_Description of the task:_ Reproduce every line of the rows below word for word, leaving out the pictures.

--- Begin Excerpted records ---

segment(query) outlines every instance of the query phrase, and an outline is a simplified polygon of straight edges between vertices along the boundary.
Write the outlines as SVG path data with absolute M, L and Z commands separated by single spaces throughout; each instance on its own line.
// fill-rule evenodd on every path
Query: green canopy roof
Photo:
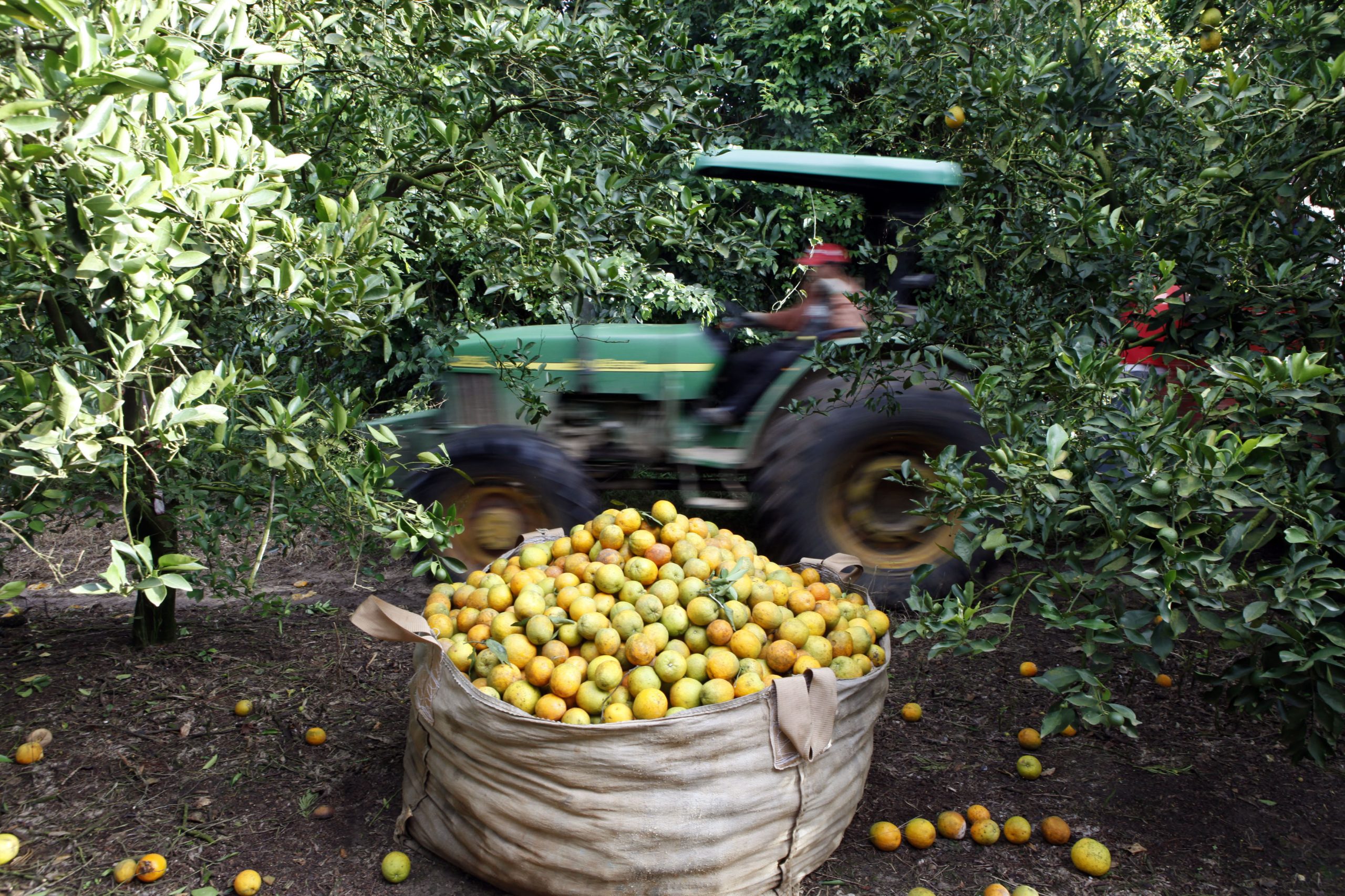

--- End Excerpted records ---

_Solution:_
segment(query) outlines every instance of the query phrase, and an outline is a simplified polygon of straight edges between vertices along the boundary.
Write the outlines as SVG path data with absolute M, L and Z commands separated by single spaces throughout; each instance on its own line.
// fill-rule evenodd on every path
Query: green canopy roof
Photo:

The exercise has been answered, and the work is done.